--- START PROVIDED INFORMATION ---

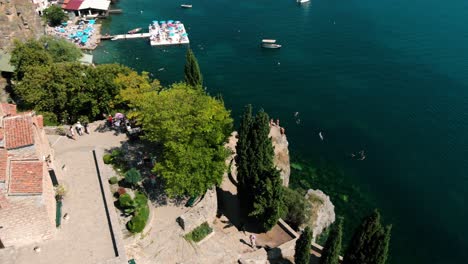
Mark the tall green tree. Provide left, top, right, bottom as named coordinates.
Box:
left=131, top=83, right=233, bottom=196
left=344, top=210, right=391, bottom=264
left=320, top=218, right=343, bottom=264
left=43, top=5, right=67, bottom=27
left=184, top=48, right=203, bottom=87
left=235, top=105, right=253, bottom=204
left=294, top=226, right=312, bottom=264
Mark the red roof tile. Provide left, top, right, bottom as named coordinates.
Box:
left=3, top=115, right=34, bottom=149
left=65, top=0, right=84, bottom=10
left=8, top=161, right=44, bottom=194
left=0, top=148, right=8, bottom=182
left=0, top=103, right=16, bottom=116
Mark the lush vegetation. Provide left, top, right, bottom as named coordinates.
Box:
left=294, top=226, right=312, bottom=264
left=281, top=187, right=311, bottom=230
left=236, top=105, right=283, bottom=231
left=184, top=222, right=213, bottom=242
left=344, top=210, right=392, bottom=264
left=123, top=83, right=232, bottom=196
left=184, top=48, right=203, bottom=87
left=43, top=5, right=67, bottom=27
left=119, top=192, right=149, bottom=233
left=320, top=218, right=343, bottom=264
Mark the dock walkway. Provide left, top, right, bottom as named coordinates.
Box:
left=111, top=33, right=151, bottom=40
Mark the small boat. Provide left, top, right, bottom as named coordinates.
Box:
left=262, top=43, right=281, bottom=49
left=262, top=39, right=276, bottom=44
left=127, top=28, right=141, bottom=34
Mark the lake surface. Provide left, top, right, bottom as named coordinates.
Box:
left=94, top=0, right=468, bottom=264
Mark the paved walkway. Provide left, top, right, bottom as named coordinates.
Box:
left=16, top=121, right=125, bottom=264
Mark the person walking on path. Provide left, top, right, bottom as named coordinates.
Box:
left=249, top=234, right=257, bottom=249
left=69, top=126, right=76, bottom=140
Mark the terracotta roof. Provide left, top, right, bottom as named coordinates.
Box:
left=8, top=161, right=44, bottom=194
left=65, top=0, right=84, bottom=10
left=3, top=115, right=34, bottom=149
left=0, top=148, right=8, bottom=182
left=0, top=103, right=16, bottom=116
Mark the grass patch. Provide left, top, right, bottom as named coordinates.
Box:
left=184, top=222, right=213, bottom=243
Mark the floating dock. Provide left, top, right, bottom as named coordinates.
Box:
left=101, top=20, right=190, bottom=46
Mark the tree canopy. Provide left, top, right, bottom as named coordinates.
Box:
left=43, top=5, right=67, bottom=26
left=130, top=83, right=233, bottom=196
left=294, top=226, right=312, bottom=264
left=184, top=48, right=203, bottom=87
left=236, top=106, right=283, bottom=230
left=344, top=210, right=392, bottom=264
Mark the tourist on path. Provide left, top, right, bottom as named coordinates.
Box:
left=250, top=234, right=257, bottom=249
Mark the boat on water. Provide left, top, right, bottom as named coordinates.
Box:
left=262, top=43, right=281, bottom=49
left=127, top=28, right=142, bottom=34
left=262, top=39, right=276, bottom=44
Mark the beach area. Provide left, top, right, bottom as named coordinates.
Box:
left=46, top=18, right=101, bottom=50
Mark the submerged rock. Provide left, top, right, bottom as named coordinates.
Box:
left=305, top=189, right=335, bottom=241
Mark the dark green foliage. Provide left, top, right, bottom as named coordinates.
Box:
left=119, top=193, right=134, bottom=208
left=43, top=5, right=67, bottom=27
left=125, top=168, right=141, bottom=186
left=236, top=106, right=283, bottom=231
left=344, top=210, right=391, bottom=264
left=109, top=176, right=119, bottom=184
left=184, top=222, right=213, bottom=242
left=249, top=168, right=283, bottom=231
left=102, top=154, right=112, bottom=164
left=184, top=48, right=203, bottom=87
left=235, top=105, right=253, bottom=204
left=281, top=187, right=310, bottom=229
left=294, top=226, right=312, bottom=264
left=320, top=218, right=343, bottom=264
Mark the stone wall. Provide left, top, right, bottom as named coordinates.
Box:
left=177, top=188, right=218, bottom=234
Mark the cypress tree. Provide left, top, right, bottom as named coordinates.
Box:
left=249, top=168, right=283, bottom=231
left=294, top=226, right=312, bottom=264
left=343, top=210, right=391, bottom=264
left=235, top=105, right=253, bottom=204
left=184, top=48, right=203, bottom=87
left=320, top=218, right=343, bottom=264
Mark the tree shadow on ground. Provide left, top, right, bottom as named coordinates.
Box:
left=216, top=188, right=262, bottom=233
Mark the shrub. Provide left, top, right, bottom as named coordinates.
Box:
left=109, top=176, right=119, bottom=184
left=134, top=192, right=148, bottom=207
left=102, top=154, right=112, bottom=164
left=125, top=168, right=141, bottom=186
left=119, top=193, right=134, bottom=208
left=281, top=187, right=310, bottom=230
left=184, top=222, right=213, bottom=242
left=127, top=198, right=149, bottom=233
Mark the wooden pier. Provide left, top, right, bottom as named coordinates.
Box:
left=111, top=33, right=151, bottom=40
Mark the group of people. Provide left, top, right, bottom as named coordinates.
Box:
left=69, top=121, right=89, bottom=140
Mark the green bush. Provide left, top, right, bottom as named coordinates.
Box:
left=119, top=193, right=134, bottom=208
left=184, top=222, right=213, bottom=242
left=127, top=198, right=149, bottom=233
left=109, top=176, right=119, bottom=184
left=134, top=192, right=148, bottom=207
left=102, top=154, right=112, bottom=164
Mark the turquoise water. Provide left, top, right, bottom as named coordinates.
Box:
left=94, top=0, right=468, bottom=263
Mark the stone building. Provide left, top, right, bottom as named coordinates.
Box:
left=0, top=103, right=56, bottom=248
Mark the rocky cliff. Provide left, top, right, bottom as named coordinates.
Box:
left=305, top=189, right=335, bottom=241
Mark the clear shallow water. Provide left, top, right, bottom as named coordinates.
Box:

--- END PROVIDED INFORMATION ---

- THE REQUEST -
Lay out all the records above as a numbered list, one line per item, skipping blank lines. Leave the pictures out.

- RESPONSE TO THIS EXERCISE -
1. Mark the tall green tree. Provide left, top, right, bottom as named coordinates.
2. Box:
3. left=131, top=83, right=233, bottom=196
4. left=344, top=210, right=391, bottom=264
5. left=320, top=218, right=343, bottom=264
6. left=43, top=5, right=67, bottom=27
7. left=184, top=48, right=203, bottom=87
8. left=235, top=105, right=253, bottom=204
9. left=294, top=226, right=312, bottom=264
10. Mark the red roof tile. Provide left, top, right, bottom as named coordinates.
11. Box:
12. left=3, top=115, right=34, bottom=149
13. left=65, top=0, right=84, bottom=10
14. left=8, top=161, right=44, bottom=194
15. left=0, top=148, right=8, bottom=182
16. left=0, top=103, right=16, bottom=116
17. Mark the lush vegetation. Provide left, top, right, bottom as named coordinates.
18. Box:
19. left=294, top=226, right=312, bottom=264
20. left=281, top=187, right=311, bottom=230
21. left=236, top=105, right=283, bottom=231
22. left=184, top=222, right=213, bottom=242
23. left=344, top=210, right=392, bottom=264
24. left=123, top=83, right=232, bottom=196
25. left=184, top=48, right=203, bottom=87
26. left=43, top=5, right=67, bottom=27
27. left=119, top=192, right=149, bottom=233
28. left=320, top=218, right=343, bottom=264
29. Mark the dock walkway. Provide left, top, right, bottom as named coordinates.
30. Box:
31. left=111, top=33, right=151, bottom=40
32. Mark the small boat. Provide left, top, right, bottom as named coordinates.
33. Box:
34. left=262, top=43, right=281, bottom=49
35. left=262, top=39, right=276, bottom=44
36. left=127, top=28, right=141, bottom=34
37. Mark the lake surface. Provide left, top, right, bottom as named coordinates.
38. Box:
39. left=94, top=0, right=468, bottom=264
40. Mark the paved walkway. Provide left, top, right, bottom as named coordinates.
41. Box:
42. left=16, top=121, right=125, bottom=264
43. Mark the person walking on path. Provide left, top, right, bottom as named coordinates.
44. Box:
45. left=249, top=234, right=257, bottom=249
46. left=69, top=126, right=76, bottom=140
47. Mark the terracotta roof. Provide left, top, right, bottom as named coordinates.
48. Box:
49. left=8, top=161, right=44, bottom=194
50. left=65, top=0, right=84, bottom=10
51. left=3, top=115, right=34, bottom=149
52. left=0, top=148, right=8, bottom=182
53. left=0, top=103, right=16, bottom=116
54. Mark the grass patch. Provide left, top, right, bottom as named coordinates.
55. Box:
56. left=184, top=222, right=213, bottom=243
57. Mark the floating dock. Provide left, top, right, bottom as named coordinates.
58. Box:
59. left=101, top=20, right=190, bottom=46
60. Mark the tree canopy. Provide left, top, right, bottom as named coordinates.
61. Box:
62. left=43, top=5, right=67, bottom=26
63. left=130, top=83, right=233, bottom=196
64. left=294, top=226, right=312, bottom=264
65. left=184, top=48, right=203, bottom=87
66. left=236, top=106, right=283, bottom=230
67. left=344, top=210, right=392, bottom=264
68. Mark the tourist on path. Provide left, top, right, bottom as named coordinates.
69. Box:
70. left=250, top=234, right=257, bottom=249
71. Mark the boat on water. Provide left, top, right, bottom as named coordinates.
72. Box:
73. left=262, top=43, right=281, bottom=49
74. left=127, top=28, right=142, bottom=34
75. left=262, top=39, right=276, bottom=44
76. Mark the beach area. Provide left, top, right, bottom as named coordinates.
77. Box:
78. left=46, top=18, right=101, bottom=50
79. Mark the submerged rock. Provide left, top, right, bottom as named coordinates.
80. Box:
81. left=305, top=189, right=335, bottom=241
82. Mark the dark green foliage. Provide left, top, right, bottom as named coordinates.
83. Box:
84. left=119, top=193, right=134, bottom=208
85. left=43, top=5, right=67, bottom=27
86. left=125, top=168, right=141, bottom=186
87. left=236, top=106, right=283, bottom=231
88. left=344, top=210, right=391, bottom=264
89. left=109, top=176, right=119, bottom=184
90. left=184, top=222, right=213, bottom=242
91. left=249, top=168, right=283, bottom=231
92. left=102, top=154, right=112, bottom=164
93. left=184, top=48, right=203, bottom=87
94. left=235, top=105, right=253, bottom=204
95. left=281, top=187, right=310, bottom=229
96. left=294, top=226, right=312, bottom=264
97. left=320, top=218, right=343, bottom=264
98. Mark the stone wall. Provide left, top, right, bottom as named coordinates.
99. Box:
100. left=177, top=188, right=218, bottom=234
101. Mark the cypress tree. Provide left, top, right, bottom as named coordinates.
102. Box:
103. left=249, top=168, right=283, bottom=231
104. left=294, top=226, right=312, bottom=264
105. left=343, top=210, right=391, bottom=264
106. left=235, top=105, right=253, bottom=204
107. left=184, top=48, right=203, bottom=87
108. left=320, top=218, right=343, bottom=264
109. Mark the tree shadow on ground. Provide left, top, right, bottom as named coordinates.
110. Box:
111. left=216, top=188, right=262, bottom=233
112. Mark the shrub. Provide left, top, right, bottom as named coordinates.
113. Box:
114. left=109, top=176, right=119, bottom=184
115. left=134, top=192, right=148, bottom=207
116. left=102, top=154, right=112, bottom=164
117. left=125, top=168, right=141, bottom=186
118. left=119, top=193, right=134, bottom=208
119. left=281, top=187, right=310, bottom=230
120. left=184, top=222, right=213, bottom=242
121. left=127, top=198, right=149, bottom=233
122. Mark the wooden pier. Provide left, top, right, bottom as named coordinates.
123. Box:
124. left=111, top=33, right=151, bottom=40
125. Mark the group of people. Provide left, top, right, bottom as named coordinates.
126. Box:
127. left=69, top=121, right=89, bottom=140
128. Mark the green bush. Provide left, top, right, bottom as named coordinates.
129. Box:
130. left=119, top=193, right=134, bottom=208
131. left=184, top=222, right=213, bottom=242
132. left=127, top=198, right=149, bottom=233
133. left=109, top=176, right=119, bottom=184
134. left=134, top=192, right=148, bottom=207
135. left=102, top=154, right=112, bottom=164
136. Mark the turquoise water. Provide left, top, right, bottom as named coordinates.
137. Box:
138. left=94, top=0, right=468, bottom=263
139. Mark the stone building. Provide left, top, right, bottom as named coordinates.
140. Box:
141. left=0, top=103, right=56, bottom=248
142. Mark the rocky cliff. Provide left, top, right, bottom as named coordinates.
143. Box:
144. left=305, top=189, right=335, bottom=241
145. Mark the clear shallow water. Provide left, top, right, bottom as named coordinates.
146. Box:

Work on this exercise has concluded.